YOUR TASK:
Give back, word for word, the line that contains "--hole-rule=even-odd" and every line that follows it in the data below.

EXTRACTED DATA:

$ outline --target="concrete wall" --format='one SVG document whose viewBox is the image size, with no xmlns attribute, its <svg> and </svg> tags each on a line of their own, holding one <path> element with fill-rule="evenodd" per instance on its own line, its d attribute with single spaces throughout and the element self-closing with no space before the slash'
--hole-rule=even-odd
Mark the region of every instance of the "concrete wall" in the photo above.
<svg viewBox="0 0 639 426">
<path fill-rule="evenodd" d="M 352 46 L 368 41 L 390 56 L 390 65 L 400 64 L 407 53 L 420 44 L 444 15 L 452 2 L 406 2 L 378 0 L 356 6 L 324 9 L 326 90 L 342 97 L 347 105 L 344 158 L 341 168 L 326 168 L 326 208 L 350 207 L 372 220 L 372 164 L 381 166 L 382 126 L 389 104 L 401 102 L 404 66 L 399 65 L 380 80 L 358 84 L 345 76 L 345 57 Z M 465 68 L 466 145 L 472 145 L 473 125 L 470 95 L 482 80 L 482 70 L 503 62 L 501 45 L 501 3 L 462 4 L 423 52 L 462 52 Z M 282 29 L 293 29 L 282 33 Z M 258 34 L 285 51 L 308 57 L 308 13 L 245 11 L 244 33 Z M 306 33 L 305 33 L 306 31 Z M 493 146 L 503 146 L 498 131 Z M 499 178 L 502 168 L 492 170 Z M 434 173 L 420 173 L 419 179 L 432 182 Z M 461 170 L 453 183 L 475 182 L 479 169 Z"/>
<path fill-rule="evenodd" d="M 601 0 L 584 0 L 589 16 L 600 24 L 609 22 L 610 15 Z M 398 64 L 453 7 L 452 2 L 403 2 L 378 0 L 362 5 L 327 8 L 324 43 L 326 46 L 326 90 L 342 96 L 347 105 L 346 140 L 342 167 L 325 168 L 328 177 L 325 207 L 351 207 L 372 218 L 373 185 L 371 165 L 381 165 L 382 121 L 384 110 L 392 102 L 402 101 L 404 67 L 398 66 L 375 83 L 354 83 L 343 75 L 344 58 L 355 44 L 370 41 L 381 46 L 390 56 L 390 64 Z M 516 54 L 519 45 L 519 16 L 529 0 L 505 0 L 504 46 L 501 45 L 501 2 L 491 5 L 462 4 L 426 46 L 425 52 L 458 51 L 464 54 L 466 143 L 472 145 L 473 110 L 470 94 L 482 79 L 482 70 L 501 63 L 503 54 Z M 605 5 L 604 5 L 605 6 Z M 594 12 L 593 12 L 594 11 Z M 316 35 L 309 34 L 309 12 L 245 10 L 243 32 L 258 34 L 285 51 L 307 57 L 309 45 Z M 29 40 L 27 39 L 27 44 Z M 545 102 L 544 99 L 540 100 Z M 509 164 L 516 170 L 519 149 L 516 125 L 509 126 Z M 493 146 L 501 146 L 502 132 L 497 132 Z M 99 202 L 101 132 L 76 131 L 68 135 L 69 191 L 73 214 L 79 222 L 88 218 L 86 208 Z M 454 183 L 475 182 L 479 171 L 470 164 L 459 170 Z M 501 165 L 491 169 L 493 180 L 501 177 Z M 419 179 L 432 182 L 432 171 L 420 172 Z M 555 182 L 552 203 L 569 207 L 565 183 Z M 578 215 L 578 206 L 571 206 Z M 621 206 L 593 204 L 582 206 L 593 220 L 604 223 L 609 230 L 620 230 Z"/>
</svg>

RESULT:
--hole-rule=even-odd
Mark the region of every instance of the "concrete wall" in the photo above.
<svg viewBox="0 0 639 426">
<path fill-rule="evenodd" d="M 352 46 L 368 41 L 390 56 L 390 65 L 400 64 L 407 53 L 420 44 L 444 15 L 452 2 L 406 2 L 378 0 L 356 6 L 324 9 L 326 90 L 342 97 L 347 105 L 344 158 L 341 168 L 326 168 L 326 208 L 350 207 L 372 220 L 372 164 L 381 166 L 382 126 L 389 104 L 401 102 L 404 66 L 399 65 L 380 80 L 358 84 L 345 76 L 345 57 Z M 465 68 L 466 145 L 472 145 L 473 125 L 470 95 L 482 80 L 482 70 L 503 62 L 501 45 L 501 3 L 462 4 L 423 52 L 462 52 Z M 282 29 L 293 29 L 282 33 Z M 258 34 L 285 51 L 308 57 L 308 13 L 245 11 L 244 33 Z M 306 33 L 305 33 L 306 31 Z M 493 146 L 503 146 L 498 131 Z M 499 178 L 502 168 L 492 170 Z M 434 173 L 420 173 L 419 179 L 432 182 Z M 461 170 L 453 183 L 475 182 L 479 169 Z"/>
<path fill-rule="evenodd" d="M 601 0 L 584 0 L 589 16 L 600 24 L 609 22 L 610 15 Z M 398 64 L 453 7 L 452 2 L 403 2 L 378 0 L 362 5 L 327 8 L 324 43 L 326 46 L 326 90 L 342 96 L 347 105 L 346 140 L 342 167 L 325 168 L 328 177 L 325 207 L 351 207 L 372 218 L 373 185 L 371 165 L 381 165 L 382 121 L 384 110 L 392 102 L 402 101 L 404 67 L 398 66 L 375 83 L 354 83 L 343 75 L 344 58 L 355 44 L 370 41 L 381 46 L 390 56 L 390 64 Z M 516 54 L 519 45 L 519 16 L 529 0 L 505 0 L 504 46 L 501 45 L 501 2 L 491 5 L 462 4 L 426 46 L 425 52 L 458 51 L 464 54 L 466 143 L 472 145 L 473 110 L 470 94 L 482 79 L 482 70 L 501 63 L 503 54 Z M 605 5 L 604 5 L 605 6 Z M 594 12 L 593 12 L 594 11 Z M 316 35 L 309 34 L 309 12 L 245 10 L 243 32 L 258 34 L 285 51 L 307 57 L 309 45 Z M 29 40 L 27 39 L 27 44 Z M 545 102 L 544 99 L 540 100 Z M 509 164 L 516 170 L 519 149 L 516 125 L 509 126 Z M 493 146 L 501 146 L 502 132 L 497 132 Z M 99 202 L 101 132 L 76 131 L 68 135 L 69 191 L 73 214 L 79 222 L 88 218 L 86 208 Z M 454 183 L 475 182 L 479 171 L 470 164 L 459 170 Z M 501 165 L 491 169 L 493 180 L 501 177 Z M 419 179 L 432 182 L 432 171 L 420 172 Z M 555 182 L 552 203 L 569 207 L 565 183 Z M 578 215 L 578 206 L 571 206 Z M 621 206 L 593 204 L 582 206 L 593 220 L 604 223 L 609 230 L 620 230 Z"/>
</svg>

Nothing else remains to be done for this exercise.